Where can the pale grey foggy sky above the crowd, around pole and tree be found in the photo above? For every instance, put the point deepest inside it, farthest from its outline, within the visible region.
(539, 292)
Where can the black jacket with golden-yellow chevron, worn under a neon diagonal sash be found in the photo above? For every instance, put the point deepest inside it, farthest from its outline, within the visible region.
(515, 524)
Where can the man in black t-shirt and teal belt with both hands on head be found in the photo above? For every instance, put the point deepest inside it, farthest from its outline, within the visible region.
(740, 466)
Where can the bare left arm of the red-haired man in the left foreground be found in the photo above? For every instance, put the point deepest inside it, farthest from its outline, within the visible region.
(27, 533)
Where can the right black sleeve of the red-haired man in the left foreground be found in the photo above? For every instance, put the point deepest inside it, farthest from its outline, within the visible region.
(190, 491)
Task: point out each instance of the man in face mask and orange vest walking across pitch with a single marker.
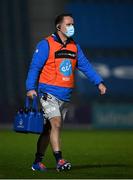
(52, 73)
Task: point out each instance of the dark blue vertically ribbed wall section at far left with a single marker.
(15, 49)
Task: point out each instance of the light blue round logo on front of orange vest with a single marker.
(66, 67)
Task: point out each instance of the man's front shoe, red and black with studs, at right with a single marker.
(63, 165)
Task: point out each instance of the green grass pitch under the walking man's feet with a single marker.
(93, 154)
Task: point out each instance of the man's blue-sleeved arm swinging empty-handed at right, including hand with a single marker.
(85, 66)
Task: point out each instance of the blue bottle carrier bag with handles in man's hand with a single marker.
(29, 119)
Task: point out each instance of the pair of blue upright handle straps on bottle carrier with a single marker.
(34, 103)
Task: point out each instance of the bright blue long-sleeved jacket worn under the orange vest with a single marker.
(39, 59)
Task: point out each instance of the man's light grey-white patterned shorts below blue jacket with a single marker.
(53, 107)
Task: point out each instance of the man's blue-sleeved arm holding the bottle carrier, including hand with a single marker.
(39, 58)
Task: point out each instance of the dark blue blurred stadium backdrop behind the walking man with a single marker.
(104, 31)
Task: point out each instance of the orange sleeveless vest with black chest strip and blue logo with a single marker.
(60, 65)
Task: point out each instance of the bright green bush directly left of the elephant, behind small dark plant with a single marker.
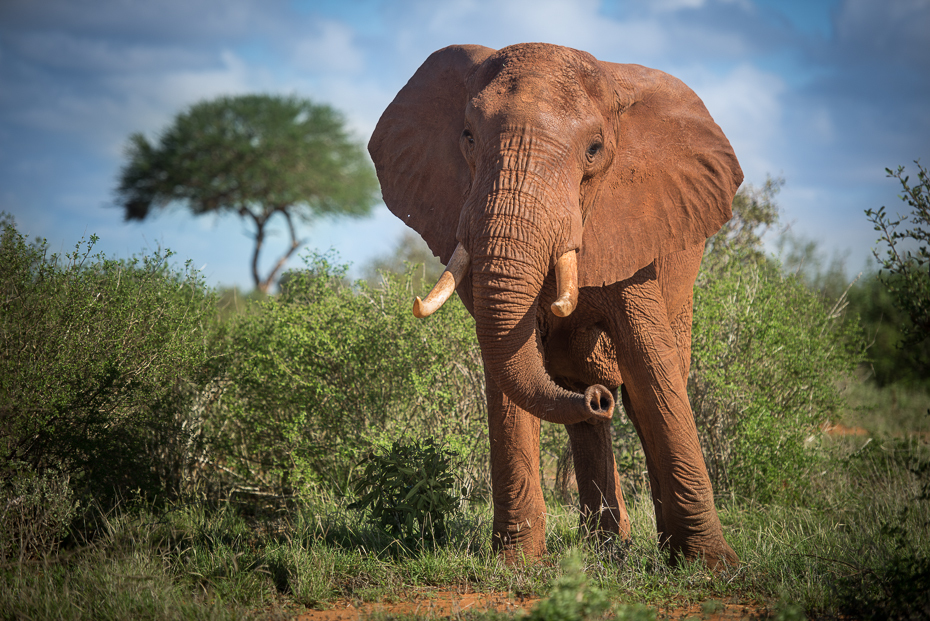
(326, 370)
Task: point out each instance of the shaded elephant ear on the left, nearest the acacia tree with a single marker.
(415, 147)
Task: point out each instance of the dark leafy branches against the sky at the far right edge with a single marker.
(907, 270)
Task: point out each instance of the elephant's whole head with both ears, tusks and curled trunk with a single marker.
(534, 159)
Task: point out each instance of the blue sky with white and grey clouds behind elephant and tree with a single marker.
(825, 93)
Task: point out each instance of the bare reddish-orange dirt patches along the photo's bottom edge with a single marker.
(445, 604)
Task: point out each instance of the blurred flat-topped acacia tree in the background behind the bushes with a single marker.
(256, 156)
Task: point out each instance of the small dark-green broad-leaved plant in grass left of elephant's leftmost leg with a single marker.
(409, 490)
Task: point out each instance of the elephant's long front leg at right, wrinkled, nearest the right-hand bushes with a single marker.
(650, 364)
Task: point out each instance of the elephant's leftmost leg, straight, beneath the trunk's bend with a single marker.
(519, 530)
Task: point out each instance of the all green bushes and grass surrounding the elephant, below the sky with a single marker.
(170, 451)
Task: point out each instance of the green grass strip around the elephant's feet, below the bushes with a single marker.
(196, 561)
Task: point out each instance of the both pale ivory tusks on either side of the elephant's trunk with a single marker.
(566, 273)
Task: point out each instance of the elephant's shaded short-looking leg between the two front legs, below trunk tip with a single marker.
(602, 506)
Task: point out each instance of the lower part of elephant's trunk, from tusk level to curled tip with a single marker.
(506, 297)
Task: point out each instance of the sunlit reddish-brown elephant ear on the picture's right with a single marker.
(670, 185)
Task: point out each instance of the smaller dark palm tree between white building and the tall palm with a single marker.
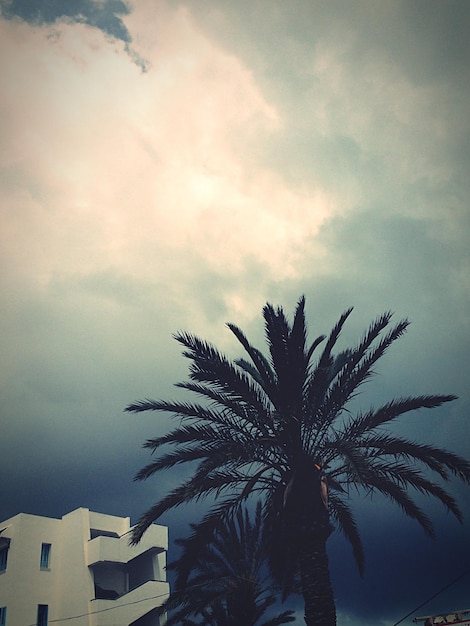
(228, 584)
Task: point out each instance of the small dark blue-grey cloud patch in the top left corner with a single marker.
(102, 14)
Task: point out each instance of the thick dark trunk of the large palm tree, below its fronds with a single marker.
(316, 584)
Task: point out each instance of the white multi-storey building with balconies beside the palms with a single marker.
(80, 570)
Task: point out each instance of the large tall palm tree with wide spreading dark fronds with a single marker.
(283, 428)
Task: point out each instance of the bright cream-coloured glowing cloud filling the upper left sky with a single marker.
(134, 172)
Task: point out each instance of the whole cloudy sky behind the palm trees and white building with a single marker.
(170, 165)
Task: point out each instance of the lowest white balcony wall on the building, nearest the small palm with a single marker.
(130, 606)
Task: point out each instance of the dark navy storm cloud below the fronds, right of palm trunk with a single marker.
(404, 567)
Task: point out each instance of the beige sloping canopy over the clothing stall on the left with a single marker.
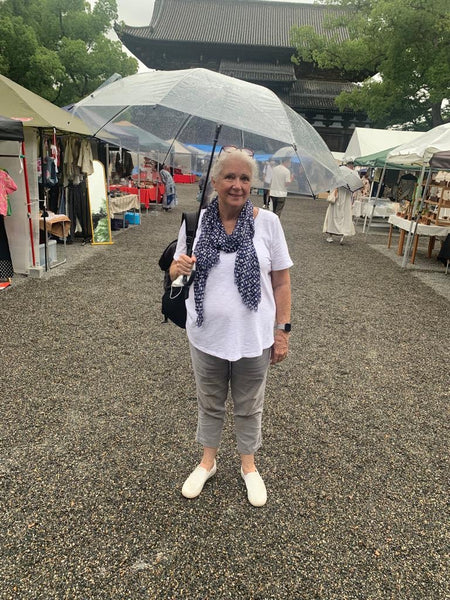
(20, 104)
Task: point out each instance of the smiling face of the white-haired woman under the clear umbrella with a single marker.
(233, 183)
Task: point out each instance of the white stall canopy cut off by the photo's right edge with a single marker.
(420, 151)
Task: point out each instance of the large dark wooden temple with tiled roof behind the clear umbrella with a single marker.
(250, 40)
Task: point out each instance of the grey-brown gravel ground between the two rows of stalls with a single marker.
(99, 415)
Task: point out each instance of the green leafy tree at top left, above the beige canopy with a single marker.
(59, 49)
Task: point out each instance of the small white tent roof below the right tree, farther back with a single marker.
(368, 141)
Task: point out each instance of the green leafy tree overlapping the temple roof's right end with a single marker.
(404, 43)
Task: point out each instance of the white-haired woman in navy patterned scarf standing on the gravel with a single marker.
(238, 314)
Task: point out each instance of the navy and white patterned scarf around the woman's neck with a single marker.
(213, 239)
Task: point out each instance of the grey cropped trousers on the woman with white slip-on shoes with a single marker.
(246, 379)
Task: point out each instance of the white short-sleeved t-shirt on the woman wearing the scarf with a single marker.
(230, 330)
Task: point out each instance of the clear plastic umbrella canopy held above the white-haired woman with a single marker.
(189, 105)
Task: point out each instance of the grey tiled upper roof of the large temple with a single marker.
(243, 22)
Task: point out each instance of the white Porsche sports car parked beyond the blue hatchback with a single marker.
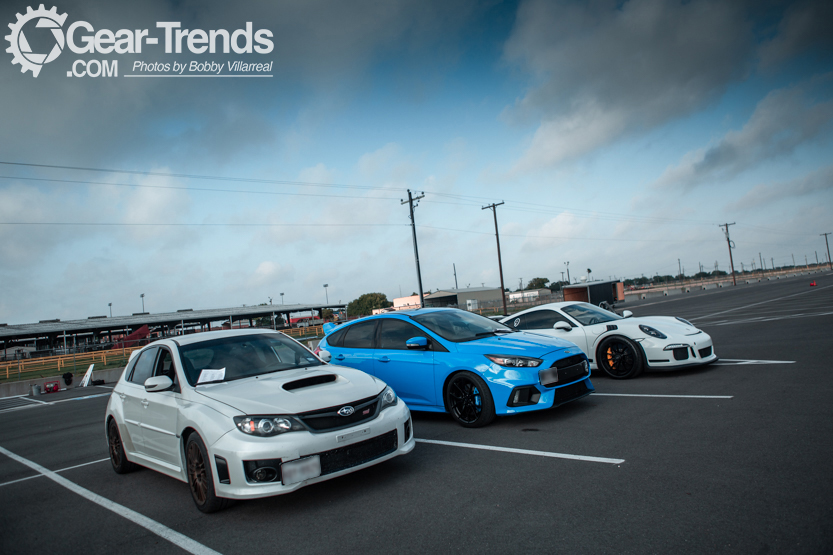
(621, 346)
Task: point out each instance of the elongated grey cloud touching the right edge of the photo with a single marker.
(783, 121)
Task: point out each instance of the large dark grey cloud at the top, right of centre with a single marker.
(602, 69)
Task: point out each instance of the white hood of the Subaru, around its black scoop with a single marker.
(265, 394)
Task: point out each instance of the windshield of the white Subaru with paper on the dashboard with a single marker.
(242, 356)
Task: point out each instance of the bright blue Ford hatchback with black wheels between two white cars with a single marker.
(450, 360)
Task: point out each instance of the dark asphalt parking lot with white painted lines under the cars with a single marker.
(733, 457)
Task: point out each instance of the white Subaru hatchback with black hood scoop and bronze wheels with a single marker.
(248, 414)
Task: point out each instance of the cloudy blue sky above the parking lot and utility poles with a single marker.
(619, 134)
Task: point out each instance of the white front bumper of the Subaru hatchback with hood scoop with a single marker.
(235, 448)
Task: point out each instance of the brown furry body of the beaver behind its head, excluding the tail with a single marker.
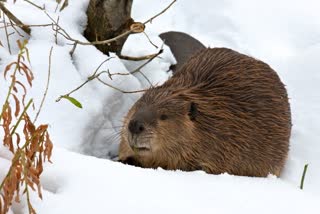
(244, 119)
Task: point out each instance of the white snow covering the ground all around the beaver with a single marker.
(283, 33)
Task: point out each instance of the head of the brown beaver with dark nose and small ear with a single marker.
(158, 123)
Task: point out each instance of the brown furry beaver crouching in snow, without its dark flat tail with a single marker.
(221, 112)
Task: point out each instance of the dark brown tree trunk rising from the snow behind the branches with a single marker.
(108, 19)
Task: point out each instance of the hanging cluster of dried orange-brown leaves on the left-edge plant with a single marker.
(27, 164)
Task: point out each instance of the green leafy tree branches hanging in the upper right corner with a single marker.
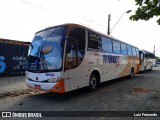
(146, 10)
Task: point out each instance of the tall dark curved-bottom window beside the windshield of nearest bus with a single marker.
(75, 48)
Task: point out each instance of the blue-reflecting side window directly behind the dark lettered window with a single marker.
(106, 44)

#####

Reproduce exactly the line containing "Task: point out each instance of the hanging" and every line after it in the material above, up to and including the last. Exclude all pictures.

▶ _Answer for the task_:
Task: point out each instance of the hanging cluster of dried orange-brown leaves on the left-edge plant with a single marker.
(27, 164)
Task: point out each instance of the green leafy tree branches hanging in the upper right corner with a single marker.
(146, 10)
Task: point out each instance of the tall dark curved-bottom window beside the windshield of nearest bus with a single marker.
(75, 48)
Task: point out each instance of the blue-reflecting side window directly behind the dark lettered window with a single marker.
(106, 44)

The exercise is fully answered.